The research is noteworthy for linking the detected signal to an identified physical source, rather than just an isolated emission recorded in a distant region of the Milky Way.
From the observations, scientists associated the emissions with a binary system in the process of accretion, in which the white dwarf draws material from its companion star.
According to the University of Sydney, the pulses repeat in a cycle of about 1.4 hours, equivalent to approximately 84 minutes.
In the scientific article, the authors estimate the orbital period at 1.368 ± 0.053 hours, a value used to support the interpretation that the regularity of the signals is related to the movement of the two stars.
Rare radio signal intrigued astronomers
Long-period radio transients form a still recent class of astronomical phenomena, characterized by bursts that repeat at intervals of tens of minutes or more than an hour.
This behavior does not easily fit into the models used to explain conventional pulsars and other compact sources already known to astronomy.
Among the hypotheses evaluated in recent years was the possibility that these signals were produced by neutron stars with extremely slow rotation.
However, according to the researchers involved in the study, physical models indicate that objects of this type, when rotating so slowly, would hardly generate emissions with the characteristics observed in some of these events.
With the identification of ASKAP J1745−5051, the hypothesis gained strength that at least a portion of these signals may originate in binary systems with magnetic white dwarfs.
The research does not conclude the debate on all long-period radio transients but presents an observed case that can be compared to other sources still without a definitive explanation.
In a statement from the University of Sydney, Kovi Rose stated that the researchers managed to indicate the origin of these signals and confirm the source as a cataclysmic variable, that is, a system with an accreting white dwarf.
This attribution relates the astronomical observation to a known physical mechanism, allowing the same interpretation to be tested in other similar objects detected in the galaxy.
White dwarf helps explain radio and X-ray emission
In the ASKAP J1745−5051 system, the white dwarf attracts material from the companion star, a process that alters the environment around the compact object and creates conditions for emissions in different ranges of the electromagnetic spectrum.
-------
▶ **Written exercise 1**: Reproduce the radio transient passage word for word, starting at "Among the hypotheses" and ending at "of these events.".
▶ **Written exercise 2**: List every figure the radio transient passage gives for the cycle or orbital period of the pulses.
The records below are drawn from a separate source.

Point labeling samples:
-------
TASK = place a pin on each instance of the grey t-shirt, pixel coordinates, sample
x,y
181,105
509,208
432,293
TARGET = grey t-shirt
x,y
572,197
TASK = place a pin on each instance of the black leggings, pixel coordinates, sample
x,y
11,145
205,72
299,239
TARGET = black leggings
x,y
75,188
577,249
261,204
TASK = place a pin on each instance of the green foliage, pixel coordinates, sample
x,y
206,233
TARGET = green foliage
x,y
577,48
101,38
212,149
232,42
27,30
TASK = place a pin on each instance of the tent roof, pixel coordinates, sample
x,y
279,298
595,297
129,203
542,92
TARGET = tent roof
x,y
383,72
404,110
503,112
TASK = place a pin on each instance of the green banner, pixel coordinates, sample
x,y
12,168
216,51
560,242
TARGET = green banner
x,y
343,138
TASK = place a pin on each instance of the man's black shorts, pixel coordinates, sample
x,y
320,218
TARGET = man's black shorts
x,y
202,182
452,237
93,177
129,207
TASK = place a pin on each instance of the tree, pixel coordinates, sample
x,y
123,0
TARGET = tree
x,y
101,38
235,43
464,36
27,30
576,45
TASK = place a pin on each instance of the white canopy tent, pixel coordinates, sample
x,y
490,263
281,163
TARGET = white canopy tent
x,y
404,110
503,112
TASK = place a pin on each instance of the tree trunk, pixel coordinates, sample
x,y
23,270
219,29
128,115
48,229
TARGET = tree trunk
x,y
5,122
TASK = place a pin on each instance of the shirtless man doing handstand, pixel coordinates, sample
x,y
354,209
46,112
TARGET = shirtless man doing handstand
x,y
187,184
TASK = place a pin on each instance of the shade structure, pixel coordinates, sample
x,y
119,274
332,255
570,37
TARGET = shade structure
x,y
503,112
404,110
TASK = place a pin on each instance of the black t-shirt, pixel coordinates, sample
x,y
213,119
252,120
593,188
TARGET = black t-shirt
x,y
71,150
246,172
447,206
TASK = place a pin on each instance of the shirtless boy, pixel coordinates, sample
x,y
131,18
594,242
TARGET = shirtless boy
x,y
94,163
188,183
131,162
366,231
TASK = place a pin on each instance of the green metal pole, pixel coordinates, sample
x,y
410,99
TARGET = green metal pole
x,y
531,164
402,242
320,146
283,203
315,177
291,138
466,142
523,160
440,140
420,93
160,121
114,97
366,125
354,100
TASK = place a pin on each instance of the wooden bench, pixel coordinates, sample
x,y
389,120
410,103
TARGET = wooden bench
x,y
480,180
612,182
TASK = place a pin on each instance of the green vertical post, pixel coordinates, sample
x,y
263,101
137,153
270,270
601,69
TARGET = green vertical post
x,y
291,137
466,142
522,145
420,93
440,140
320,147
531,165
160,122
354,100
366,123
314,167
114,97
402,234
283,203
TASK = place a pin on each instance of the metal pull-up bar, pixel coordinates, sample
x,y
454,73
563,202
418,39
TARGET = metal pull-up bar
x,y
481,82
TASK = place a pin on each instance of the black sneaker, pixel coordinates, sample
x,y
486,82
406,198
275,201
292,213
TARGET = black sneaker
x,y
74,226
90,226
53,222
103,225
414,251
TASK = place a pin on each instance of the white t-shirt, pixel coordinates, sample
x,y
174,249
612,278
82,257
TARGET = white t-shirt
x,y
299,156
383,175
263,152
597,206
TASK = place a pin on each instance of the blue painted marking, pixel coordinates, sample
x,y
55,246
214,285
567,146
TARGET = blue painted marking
-------
▶ **Final result 1**:
Among the hypotheses evaluated in recent years was the possibility that these signals were produced by neutron stars with extremely slow rotation.
However, according to the researchers involved in the study, physical models indicate that objects of this type, when rotating so slowly, would hardly generate emissions with the characteristics observed in some of these events.

▶ **Final result 2**:
- about 1.4 hours
- approximately 84 minutes
- 1.368 ± 0.053 hours